(SOURCE EXTRACT)
....
St Mary's Church, Penllech, is a redundant church in the village of Penllech, Gwynedd, Wales. It is designated by Cadw as a Grade II* listed building and is under the care of the Friends of Friendless Churches. It stands adjacent to a farmyard in the Lleyn Peninsula and is on the old pilgrims' route to Bardsey Island.

==History==

The church dates from the medieval period; the fabric in the east end dates from the 15th century. The church was much rebuilt in 1840, but rather than the Gothic-style restoration usual at the time, the interior retained its Georgian style. It was vested with the charity the Friends of Friendless Churches in 2009, which holds a 999-year lease with effect from 20 October 2009. Since then, repairs have been undertaken, including the reintroduction of wooden tracery in the windows in its original form, designed by Graham Holland.

==Architecture==

St Mary's is constructed in stone with a slate roof. At the west end is a gabled single bellcote. The door is on the north side. In the north and south walls are two two-light windows with wooden Y-tracery. The east window is larger, also with two lights and tracery that is probably in concrete. There is no west window.

In the interior, the walls are plastered and the roof trusses are whitewashed. The floor is paved with quarry tiles. The fittings date from the 19th century and are made in pine that has been painted and grained. They include box pews, open back pews, benches, and a three-decker pulpit. The pulpit is octagonal, with a single candle-holder and a reading desk. Above the pulpit is a sounding board, also octagonal, and decorated on its underside with an eight-ray sun pattern. The font is medieval and consists of a rough stone bowl on a whitewashed pier. The bell is dated 1894.
....
(MATERIAL SHOWN)
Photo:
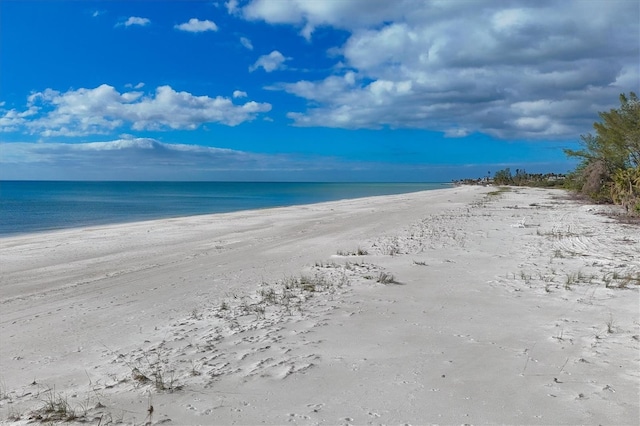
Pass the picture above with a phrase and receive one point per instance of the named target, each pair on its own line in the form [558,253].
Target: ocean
[34,206]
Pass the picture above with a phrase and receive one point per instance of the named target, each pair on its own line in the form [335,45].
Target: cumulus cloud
[195,25]
[271,62]
[246,43]
[513,69]
[135,20]
[104,109]
[149,159]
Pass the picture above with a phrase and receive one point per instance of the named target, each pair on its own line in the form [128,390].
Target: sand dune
[458,306]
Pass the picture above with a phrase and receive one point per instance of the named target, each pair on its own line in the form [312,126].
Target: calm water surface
[31,206]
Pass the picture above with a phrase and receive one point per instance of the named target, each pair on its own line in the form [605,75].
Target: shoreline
[441,306]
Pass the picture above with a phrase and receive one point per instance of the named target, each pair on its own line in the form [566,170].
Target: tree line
[609,168]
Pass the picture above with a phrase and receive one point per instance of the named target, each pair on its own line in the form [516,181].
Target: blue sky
[334,90]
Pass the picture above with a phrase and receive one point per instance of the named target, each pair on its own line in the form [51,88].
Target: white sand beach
[466,305]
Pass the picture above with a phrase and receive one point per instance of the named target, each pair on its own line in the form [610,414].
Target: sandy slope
[272,316]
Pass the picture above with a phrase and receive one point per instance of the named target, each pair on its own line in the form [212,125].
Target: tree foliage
[610,158]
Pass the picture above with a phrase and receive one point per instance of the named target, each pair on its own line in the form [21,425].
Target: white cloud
[195,25]
[246,43]
[458,67]
[104,109]
[232,6]
[271,62]
[149,159]
[135,20]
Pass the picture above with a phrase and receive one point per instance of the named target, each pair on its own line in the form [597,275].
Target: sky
[306,90]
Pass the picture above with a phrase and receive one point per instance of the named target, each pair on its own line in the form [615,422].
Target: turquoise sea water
[32,206]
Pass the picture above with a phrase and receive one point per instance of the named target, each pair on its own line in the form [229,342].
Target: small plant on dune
[610,325]
[56,408]
[361,252]
[386,278]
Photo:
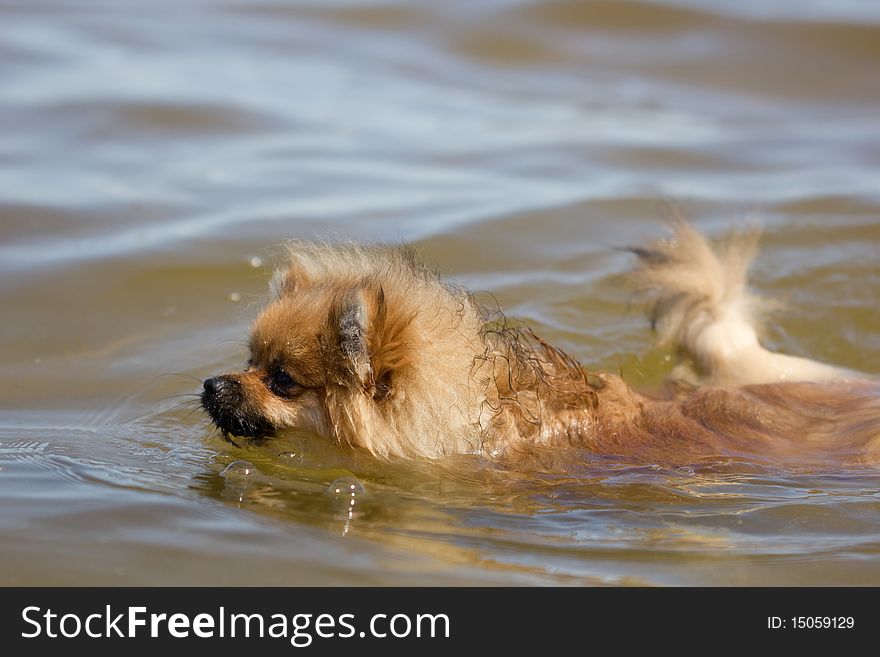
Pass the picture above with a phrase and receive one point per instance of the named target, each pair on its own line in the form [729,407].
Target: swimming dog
[369,348]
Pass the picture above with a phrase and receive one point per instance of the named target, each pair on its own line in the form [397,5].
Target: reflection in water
[150,168]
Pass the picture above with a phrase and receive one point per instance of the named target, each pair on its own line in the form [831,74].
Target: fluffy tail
[700,304]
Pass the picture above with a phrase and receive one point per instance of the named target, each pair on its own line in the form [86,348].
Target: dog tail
[700,304]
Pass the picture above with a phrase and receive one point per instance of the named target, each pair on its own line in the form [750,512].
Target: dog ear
[358,321]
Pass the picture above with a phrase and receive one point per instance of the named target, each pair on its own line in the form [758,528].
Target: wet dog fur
[367,347]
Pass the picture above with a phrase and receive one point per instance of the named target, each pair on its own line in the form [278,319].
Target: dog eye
[282,381]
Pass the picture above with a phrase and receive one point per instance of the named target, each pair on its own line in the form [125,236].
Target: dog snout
[217,385]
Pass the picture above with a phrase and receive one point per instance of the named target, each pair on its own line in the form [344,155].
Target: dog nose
[215,385]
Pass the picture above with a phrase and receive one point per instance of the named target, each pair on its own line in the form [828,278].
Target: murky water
[153,155]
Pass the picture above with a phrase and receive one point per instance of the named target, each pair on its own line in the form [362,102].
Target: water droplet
[238,470]
[346,487]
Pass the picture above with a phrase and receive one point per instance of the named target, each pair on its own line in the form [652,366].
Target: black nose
[214,385]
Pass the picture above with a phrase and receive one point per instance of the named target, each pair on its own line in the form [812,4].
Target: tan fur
[386,357]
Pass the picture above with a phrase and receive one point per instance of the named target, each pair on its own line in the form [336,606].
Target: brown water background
[154,154]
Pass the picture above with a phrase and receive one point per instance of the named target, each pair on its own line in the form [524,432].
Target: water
[153,155]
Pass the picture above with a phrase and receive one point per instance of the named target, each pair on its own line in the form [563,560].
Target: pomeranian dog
[367,347]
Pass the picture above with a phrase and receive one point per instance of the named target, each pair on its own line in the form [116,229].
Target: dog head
[353,347]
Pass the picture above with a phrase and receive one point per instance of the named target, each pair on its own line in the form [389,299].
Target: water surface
[154,154]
....
(WORK INSTRUCTIONS)
Reproduce the passage of the text about St Mary's Church, Penllech, between "St Mary's is" and "is dated 1894.", inclusive. Rely only on the text about St Mary's Church, Penllech, for what is asked.

(WRITTEN RESPONSE)
St Mary's is constructed in stone with a slate roof. At the west end is a gabled single bellcote. The door is on the north side. In the north and south walls are two two-light windows with wooden Y-tracery. The east window is larger, also with two lights and tracery that is probably in concrete. There is no west window.

In the interior, the walls are plastered and the roof trusses are whitewashed. The floor is paved with quarry tiles. The fittings date from the 19th century and are made in pine that has been painted and grained. They include box pews, open back pews, benches, and a three-decker pulpit. The pulpit is octagonal, with a single candle-holder and a reading desk. Above the pulpit is a sounding board, also octagonal, and decorated on its underside with an eight-ray sun pattern. The font is medieval and consists of a rough stone bowl on a whitewashed pier. The bell is dated 1894.